> [What needs to be done] Skip the pictures and give back the rest of the listing exactly.

> [Given records]
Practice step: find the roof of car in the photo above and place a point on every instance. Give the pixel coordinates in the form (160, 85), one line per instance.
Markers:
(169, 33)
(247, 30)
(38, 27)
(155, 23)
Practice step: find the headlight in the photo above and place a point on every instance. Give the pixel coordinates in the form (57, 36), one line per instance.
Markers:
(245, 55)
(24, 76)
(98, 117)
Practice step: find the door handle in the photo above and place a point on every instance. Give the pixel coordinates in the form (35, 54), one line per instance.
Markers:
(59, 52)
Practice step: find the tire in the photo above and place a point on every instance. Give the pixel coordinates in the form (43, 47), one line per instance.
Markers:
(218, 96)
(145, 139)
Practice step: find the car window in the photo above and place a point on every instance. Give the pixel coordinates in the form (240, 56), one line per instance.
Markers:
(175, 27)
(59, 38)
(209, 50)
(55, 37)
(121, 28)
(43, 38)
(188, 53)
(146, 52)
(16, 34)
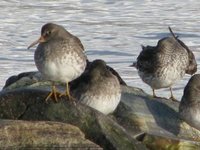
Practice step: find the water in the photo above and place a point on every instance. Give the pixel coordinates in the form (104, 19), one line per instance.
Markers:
(109, 29)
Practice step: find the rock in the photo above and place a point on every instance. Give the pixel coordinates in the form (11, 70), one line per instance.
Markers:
(42, 135)
(154, 142)
(138, 116)
(29, 104)
(140, 113)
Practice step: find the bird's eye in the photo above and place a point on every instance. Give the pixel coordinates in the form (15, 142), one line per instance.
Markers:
(48, 33)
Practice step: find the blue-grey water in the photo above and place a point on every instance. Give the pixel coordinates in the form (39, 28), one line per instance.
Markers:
(112, 30)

> [Response box]
Practice step: find the roof of car in the photo above and place a point on every instance. Give the pixel coordinates in the form (160, 85), one line per instance.
Markers:
(169, 33)
(247, 30)
(38, 27)
(155, 23)
Practice step: find the headlight in the photo above and place a point on every instance. Give the pixel coordinates in the form (57, 36), one line per instance.
Markers:
(245, 55)
(24, 76)
(98, 117)
Practice step: find the door handle in the photo above and place a point on every instance. Give the pixel coordinates in the form (35, 54), one line per instance.
Markers:
(59, 52)
Practice step: find the tire in the photo above and place a point on every instance. Give the pixel coordinates in the form (43, 47), one line per instance.
Markers:
(218, 96)
(145, 139)
Practice step: find the car window in the photo above and place a point on every instance. Give the pixel coordinates in the form (240, 56), one line per instance.
Markers:
(175, 27)
(59, 38)
(209, 50)
(55, 37)
(121, 28)
(43, 38)
(188, 53)
(146, 52)
(16, 34)
Practice step: find the water in the photo above and place a point on every instance. Give the pixel coordinates in the form (104, 19), one line per instance.
Markers:
(109, 29)
Practice step: find the rock in the photo above and place a point on every instance. Give the pixel coordinates in the form (11, 70), one line per instance.
Markers:
(42, 135)
(154, 142)
(138, 116)
(29, 104)
(140, 113)
Practice step: find the bird's eye in the photo above and place a point on every instance. Give the pixel coordinates in the form (15, 142), one line per instance.
Markers:
(48, 33)
Practice step: find the blue-grey water in the photo above and place a point on every instance. Give the pixel coordinates in the form (39, 28), one line per instance.
Markers:
(112, 30)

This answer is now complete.